══ Article

Question

Three blocks $A, \, B$ and $C$ are lying on a smooth horizontal surface, as shown in the figure. $A$ and $B$ have equal masses $m$ while $C$ has mass $M$ . Block $A$ is given an initial speed $v$ towards $B$ due to which it collides with $B$ perfectly inelastically. The combined mass collides with $C$ , also perfectly inelastically. $\frac{5}{6}\text{t}\text{h}$ of the initial kinetic energy is lost in the whole process. What is the value of $M / m$ ?

• A. $3$
• B. $4$
• C. $5$
• D. $2$

Answer 1

Answer: (B)

$mv=\left(m + m\right)v^{′}$
$\left(m + m\right)v^{′}=\left(m + m + M\right)v_{f}$
$\therefore $ final velocity $v_{f}=\frac{m}{2 m + M}v$
Initial energy $=\frac{1}{2}mv^{2}$
Final energy $ \, =\frac{1}{2}\left(2 m + M\right)\left(\frac{m v}{2 m + M}\right)^{2}$
Given that $\frac{5}{6}\frac{1}{2}mv^{2}=\frac{1}{2}mv^{2}-\frac{1}{2}\left(2 m + M\right)\left(\frac{m v}{2 m + M}\right)^{2}$
$\frac{1}{12}mv^{2}=\frac{1}{2}\frac{m^{2} v^{2}}{\left(2 m + M\right)}$
$6m=2m+M$
$\frac{M}{m}=4$

════

Brief 1:
Answer these about the three-block problem:
(a) What fraction of the initial kinetic energy is lost in the whole process?
(b) Which lettered option does the solution give as the answer?
(c) What expression is given for the initial energy?

══ Raw data

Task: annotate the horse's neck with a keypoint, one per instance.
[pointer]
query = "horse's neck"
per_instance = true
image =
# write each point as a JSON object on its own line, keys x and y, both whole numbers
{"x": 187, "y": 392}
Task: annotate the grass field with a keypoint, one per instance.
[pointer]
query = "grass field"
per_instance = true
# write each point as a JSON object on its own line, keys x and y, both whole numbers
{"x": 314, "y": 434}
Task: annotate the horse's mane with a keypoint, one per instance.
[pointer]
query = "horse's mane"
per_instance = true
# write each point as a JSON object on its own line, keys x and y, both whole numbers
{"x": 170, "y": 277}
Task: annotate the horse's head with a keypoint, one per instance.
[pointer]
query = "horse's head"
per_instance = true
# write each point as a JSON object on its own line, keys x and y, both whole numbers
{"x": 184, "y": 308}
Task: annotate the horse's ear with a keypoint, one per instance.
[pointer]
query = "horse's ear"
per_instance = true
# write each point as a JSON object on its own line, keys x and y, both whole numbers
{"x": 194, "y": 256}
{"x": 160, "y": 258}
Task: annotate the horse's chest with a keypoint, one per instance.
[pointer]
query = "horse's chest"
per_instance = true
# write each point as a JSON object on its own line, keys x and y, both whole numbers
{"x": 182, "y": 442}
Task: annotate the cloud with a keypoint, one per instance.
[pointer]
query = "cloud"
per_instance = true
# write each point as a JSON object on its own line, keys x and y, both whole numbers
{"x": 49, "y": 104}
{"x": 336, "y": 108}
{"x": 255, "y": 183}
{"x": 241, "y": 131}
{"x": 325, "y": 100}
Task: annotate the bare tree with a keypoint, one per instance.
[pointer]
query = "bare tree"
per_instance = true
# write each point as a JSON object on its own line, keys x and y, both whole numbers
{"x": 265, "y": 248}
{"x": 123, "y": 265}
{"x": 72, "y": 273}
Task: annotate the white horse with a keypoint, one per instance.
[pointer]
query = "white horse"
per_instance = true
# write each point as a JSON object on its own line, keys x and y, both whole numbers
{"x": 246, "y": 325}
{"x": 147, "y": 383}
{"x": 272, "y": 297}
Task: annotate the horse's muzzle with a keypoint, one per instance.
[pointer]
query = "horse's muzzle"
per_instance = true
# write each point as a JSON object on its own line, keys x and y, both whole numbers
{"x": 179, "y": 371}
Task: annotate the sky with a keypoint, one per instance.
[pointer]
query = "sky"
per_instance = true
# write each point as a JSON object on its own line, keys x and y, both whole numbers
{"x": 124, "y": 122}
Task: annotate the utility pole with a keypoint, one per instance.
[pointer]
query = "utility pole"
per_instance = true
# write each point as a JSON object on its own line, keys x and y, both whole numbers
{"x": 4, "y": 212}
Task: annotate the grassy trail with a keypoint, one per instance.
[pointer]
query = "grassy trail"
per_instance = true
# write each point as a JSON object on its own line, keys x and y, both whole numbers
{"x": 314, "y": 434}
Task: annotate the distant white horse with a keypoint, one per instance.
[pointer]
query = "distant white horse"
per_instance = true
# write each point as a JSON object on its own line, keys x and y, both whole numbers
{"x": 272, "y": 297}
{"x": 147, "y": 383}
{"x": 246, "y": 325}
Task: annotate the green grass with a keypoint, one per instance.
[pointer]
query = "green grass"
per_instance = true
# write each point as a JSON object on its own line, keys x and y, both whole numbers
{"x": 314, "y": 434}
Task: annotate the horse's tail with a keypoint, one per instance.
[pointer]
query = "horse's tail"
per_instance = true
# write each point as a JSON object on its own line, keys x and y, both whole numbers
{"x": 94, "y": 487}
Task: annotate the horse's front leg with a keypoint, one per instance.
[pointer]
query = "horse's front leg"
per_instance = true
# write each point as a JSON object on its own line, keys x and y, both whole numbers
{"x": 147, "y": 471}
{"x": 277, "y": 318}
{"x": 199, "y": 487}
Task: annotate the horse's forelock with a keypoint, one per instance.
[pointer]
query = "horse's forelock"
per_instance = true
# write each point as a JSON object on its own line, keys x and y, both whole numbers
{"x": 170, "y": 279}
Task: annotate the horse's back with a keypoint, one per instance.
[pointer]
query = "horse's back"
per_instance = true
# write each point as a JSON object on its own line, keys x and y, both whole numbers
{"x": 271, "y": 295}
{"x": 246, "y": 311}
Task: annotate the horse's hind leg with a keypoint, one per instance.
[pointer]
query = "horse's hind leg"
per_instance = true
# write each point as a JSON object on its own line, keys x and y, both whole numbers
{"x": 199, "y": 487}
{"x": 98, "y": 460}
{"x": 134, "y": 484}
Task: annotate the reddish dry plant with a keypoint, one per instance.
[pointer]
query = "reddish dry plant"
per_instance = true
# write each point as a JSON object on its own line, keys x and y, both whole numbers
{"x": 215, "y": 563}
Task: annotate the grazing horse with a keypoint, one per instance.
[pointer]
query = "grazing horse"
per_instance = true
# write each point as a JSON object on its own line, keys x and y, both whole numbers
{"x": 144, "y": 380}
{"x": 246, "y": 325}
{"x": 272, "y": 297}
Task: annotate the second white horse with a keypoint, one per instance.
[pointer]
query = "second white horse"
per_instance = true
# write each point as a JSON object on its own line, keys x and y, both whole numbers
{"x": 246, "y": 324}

════
══ Raw data

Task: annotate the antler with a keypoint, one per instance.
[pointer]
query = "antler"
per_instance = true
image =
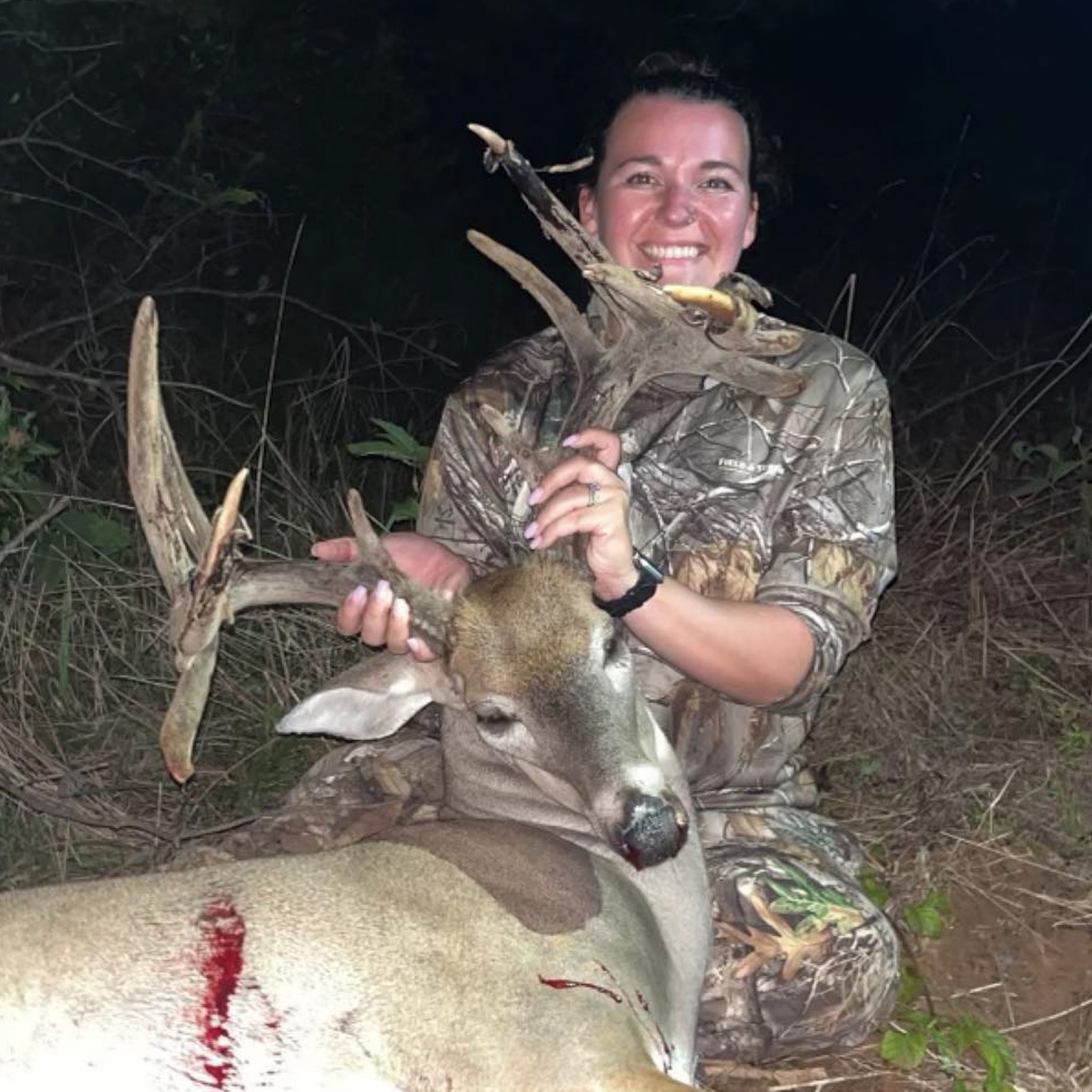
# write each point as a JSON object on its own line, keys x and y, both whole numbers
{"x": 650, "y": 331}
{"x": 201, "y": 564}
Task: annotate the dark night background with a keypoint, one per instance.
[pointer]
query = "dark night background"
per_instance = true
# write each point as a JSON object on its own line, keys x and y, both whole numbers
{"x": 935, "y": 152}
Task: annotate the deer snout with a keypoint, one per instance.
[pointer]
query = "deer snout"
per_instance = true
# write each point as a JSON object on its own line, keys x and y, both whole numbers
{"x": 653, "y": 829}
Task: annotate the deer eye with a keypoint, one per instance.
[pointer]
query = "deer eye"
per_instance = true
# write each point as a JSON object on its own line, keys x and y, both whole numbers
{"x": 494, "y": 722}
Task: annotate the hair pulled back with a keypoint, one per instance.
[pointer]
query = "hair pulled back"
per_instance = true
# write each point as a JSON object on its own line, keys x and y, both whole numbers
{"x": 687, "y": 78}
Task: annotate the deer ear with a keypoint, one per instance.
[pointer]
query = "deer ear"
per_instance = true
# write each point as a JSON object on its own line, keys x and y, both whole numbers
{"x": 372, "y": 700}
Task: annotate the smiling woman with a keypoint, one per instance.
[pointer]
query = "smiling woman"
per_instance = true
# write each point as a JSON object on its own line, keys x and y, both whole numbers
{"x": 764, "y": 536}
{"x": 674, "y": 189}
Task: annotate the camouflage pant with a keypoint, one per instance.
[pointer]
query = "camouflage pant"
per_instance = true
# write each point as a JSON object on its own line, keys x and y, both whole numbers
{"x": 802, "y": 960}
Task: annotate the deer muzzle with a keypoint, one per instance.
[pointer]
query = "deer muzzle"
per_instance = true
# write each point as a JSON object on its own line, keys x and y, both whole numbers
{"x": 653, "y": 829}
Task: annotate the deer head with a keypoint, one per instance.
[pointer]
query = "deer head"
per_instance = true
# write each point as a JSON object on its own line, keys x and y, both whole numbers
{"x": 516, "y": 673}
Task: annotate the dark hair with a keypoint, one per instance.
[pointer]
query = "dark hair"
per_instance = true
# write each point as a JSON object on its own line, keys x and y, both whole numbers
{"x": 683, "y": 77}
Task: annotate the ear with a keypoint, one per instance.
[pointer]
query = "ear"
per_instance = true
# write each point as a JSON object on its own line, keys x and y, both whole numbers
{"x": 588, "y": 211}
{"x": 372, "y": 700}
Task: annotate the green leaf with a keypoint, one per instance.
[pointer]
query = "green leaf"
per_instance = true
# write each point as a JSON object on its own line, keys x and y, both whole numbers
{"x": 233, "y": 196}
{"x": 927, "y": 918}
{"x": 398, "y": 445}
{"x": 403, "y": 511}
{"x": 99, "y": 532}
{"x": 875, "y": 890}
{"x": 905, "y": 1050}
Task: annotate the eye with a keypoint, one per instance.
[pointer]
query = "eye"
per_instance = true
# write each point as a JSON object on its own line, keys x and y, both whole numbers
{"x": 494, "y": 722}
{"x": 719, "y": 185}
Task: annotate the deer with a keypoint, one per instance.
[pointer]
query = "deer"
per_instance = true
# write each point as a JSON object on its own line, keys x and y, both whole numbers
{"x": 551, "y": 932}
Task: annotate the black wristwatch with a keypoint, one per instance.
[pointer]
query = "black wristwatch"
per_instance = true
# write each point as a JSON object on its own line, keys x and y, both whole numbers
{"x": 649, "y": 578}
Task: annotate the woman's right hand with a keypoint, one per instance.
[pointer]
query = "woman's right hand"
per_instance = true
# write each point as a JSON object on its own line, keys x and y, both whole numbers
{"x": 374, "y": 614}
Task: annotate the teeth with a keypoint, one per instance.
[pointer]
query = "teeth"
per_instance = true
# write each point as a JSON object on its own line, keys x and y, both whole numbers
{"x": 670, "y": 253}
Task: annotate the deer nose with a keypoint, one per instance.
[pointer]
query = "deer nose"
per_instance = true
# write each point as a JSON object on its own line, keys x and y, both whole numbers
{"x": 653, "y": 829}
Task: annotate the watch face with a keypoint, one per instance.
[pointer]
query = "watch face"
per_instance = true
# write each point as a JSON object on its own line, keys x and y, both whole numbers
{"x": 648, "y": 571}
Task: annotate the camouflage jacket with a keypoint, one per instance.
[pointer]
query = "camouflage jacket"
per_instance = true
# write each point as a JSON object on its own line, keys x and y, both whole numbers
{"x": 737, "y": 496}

════

Brief 2:
Gather every line in the entries that contains the string "camouflage".

Complete output 1:
(a) 5/6 of the initial kinetic energy.
(b) Option B.
(c) (1/2)mv²

Complete output 2:
Task: annotate the camouflage pant with a keypoint, one per instance.
query = "camouflage pant"
Task: annotate the camouflage jacket with a keypoint, one per instance.
query = "camouflage jacket"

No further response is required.